Dataset records:
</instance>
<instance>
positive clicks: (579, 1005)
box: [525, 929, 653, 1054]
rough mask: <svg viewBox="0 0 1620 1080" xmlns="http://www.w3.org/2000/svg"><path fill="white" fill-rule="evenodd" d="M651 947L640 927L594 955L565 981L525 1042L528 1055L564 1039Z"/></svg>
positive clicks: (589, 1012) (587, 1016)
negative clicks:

= TASK BRIEF =
What you return must match the records exactly, line for line.

= EXERCISE SOLUTION =
</instance>
<instance>
positive clicks: (579, 1005)
box: [525, 929, 653, 1054]
rough mask: <svg viewBox="0 0 1620 1080" xmlns="http://www.w3.org/2000/svg"><path fill="white" fill-rule="evenodd" d="M651 947L640 927L594 955L565 981L525 1042L528 1055L564 1039Z"/></svg>
positive clicks: (589, 1012) (587, 1016)
negative clicks:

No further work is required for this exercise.